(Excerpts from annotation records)
»»
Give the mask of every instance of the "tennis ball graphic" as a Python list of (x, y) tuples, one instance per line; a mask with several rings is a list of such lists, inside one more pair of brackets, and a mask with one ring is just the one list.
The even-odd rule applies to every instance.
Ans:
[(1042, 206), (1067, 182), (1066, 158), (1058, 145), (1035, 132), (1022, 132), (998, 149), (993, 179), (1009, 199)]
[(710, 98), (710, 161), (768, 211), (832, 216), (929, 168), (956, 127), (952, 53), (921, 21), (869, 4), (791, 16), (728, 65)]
««
»»
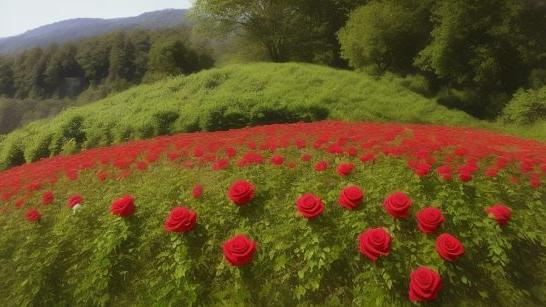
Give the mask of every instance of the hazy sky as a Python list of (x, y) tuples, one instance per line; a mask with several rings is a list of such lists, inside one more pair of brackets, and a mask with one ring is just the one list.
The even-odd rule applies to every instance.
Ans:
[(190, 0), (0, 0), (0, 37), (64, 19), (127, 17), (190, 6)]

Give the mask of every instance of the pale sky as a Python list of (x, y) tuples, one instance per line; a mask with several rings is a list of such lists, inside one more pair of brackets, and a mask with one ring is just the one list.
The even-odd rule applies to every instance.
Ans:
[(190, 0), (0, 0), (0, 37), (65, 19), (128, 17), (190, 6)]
««
»»
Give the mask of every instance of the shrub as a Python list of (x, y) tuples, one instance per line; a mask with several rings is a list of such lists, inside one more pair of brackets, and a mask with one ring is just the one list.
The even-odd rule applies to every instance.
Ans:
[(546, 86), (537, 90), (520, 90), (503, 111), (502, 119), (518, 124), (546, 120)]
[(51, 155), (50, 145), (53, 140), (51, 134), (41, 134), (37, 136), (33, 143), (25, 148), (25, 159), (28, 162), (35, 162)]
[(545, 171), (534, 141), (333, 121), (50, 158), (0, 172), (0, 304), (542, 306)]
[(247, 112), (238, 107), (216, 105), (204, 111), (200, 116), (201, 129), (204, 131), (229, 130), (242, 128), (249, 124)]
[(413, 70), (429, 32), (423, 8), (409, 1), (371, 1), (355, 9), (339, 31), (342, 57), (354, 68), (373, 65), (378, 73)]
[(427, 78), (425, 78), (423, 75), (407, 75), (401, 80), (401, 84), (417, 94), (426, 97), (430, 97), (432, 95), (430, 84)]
««
→ Task prompt
Determine how many rows of text in the data above contain the string "line", and give only that number.

→ The solution
4